## PERINTAH SOAL
Salin dengan persis bagian kutipan teks tentang pasien RS Muhammadiyah, mulai dari "Pasien RS Muhammadiyah" sampai dengan "Konstitusi, Jakarta (15/7/2013).".

## KUTIPAN TEKS
Pasien RS Muhammadiyah Terancam Telantar
Jakarta, PKMK. Ratusan ribu pasien di RS ataupun klinik naungan Muhammadiyah terancam tidak terlayani saat Badan Pengelola Jaminan Sosial (BPJS) Kesehatan beroperasi pada awal 2014. Hal itu terjadi jika RS dan klinik itu tetap harus mempunyai badan hukum khusus RS seperti yang ditetapkan Pasal 7 Undang-undang Nomor 44 Tahun 2009 tentang Rumah Sakit. Hal yang menjadi ironi, sebenarnya semua RS dan klinik itu meringankan beban Pemerintah Indonesia dalam menyelenggarakan layanan kesehatan. Hal tersebut disampaikan Dr. Hj. Atikah M. Zakki, ketua Pimpinan Pusat Aisyah Bidang Kesehatan dan Kesejahteraan Sosial, di Mahkamah Konstitusi, Jakarta (15/7/2013).

## DATA YANG DIBERIKAN
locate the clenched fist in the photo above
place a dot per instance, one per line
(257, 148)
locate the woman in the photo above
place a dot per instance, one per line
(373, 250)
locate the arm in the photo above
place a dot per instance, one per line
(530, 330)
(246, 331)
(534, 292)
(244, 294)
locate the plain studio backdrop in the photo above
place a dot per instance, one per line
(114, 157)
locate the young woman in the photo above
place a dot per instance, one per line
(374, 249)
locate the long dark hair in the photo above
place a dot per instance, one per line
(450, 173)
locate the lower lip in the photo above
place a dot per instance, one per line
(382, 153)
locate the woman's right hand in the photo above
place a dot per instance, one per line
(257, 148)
---
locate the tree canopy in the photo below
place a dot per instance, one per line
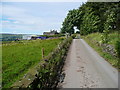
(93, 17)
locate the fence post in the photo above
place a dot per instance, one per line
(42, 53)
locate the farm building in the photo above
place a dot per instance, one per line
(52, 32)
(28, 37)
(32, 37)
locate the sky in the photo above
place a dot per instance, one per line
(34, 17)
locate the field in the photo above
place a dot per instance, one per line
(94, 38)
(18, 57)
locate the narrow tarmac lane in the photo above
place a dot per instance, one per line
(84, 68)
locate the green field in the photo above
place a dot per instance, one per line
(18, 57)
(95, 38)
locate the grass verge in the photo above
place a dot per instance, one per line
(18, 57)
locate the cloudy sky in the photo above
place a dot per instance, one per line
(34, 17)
--
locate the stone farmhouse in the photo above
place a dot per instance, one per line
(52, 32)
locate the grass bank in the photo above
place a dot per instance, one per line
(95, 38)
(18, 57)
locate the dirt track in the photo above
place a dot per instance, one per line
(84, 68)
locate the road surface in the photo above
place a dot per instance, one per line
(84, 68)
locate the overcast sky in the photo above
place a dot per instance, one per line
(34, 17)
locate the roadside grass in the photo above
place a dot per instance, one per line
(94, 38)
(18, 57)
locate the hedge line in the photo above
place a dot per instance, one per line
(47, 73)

## PENYELESAIAN SOAL
Pasien RS Muhammadiyah Terancam Telantar
Jakarta, PKMK. Ratusan ribu pasien di RS ataupun klinik naungan Muhammadiyah terancam tidak terlayani saat Badan Pengelola Jaminan Sosial (BPJS) Kesehatan beroperasi pada awal 2014. Hal itu terjadi jika RS dan klinik itu tetap harus mempunyai badan hukum khusus RS seperti yang ditetapkan Pasal 7 Undang-undang Nomor 44 Tahun 2009 tentang Rumah Sakit. Hal yang menjadi ironi, sebenarnya semua RS dan klinik itu meringankan beban Pemerintah Indonesia dalam menyelenggarakan layanan kesehatan. Hal tersebut disampaikan Dr. Hj. Atikah M. Zakki, ketua Pimpinan Pusat Aisyah Bidang Kesehatan dan Kesejahteraan Sosial, di Mahkamah Konstitusi, Jakarta (15/7/2013).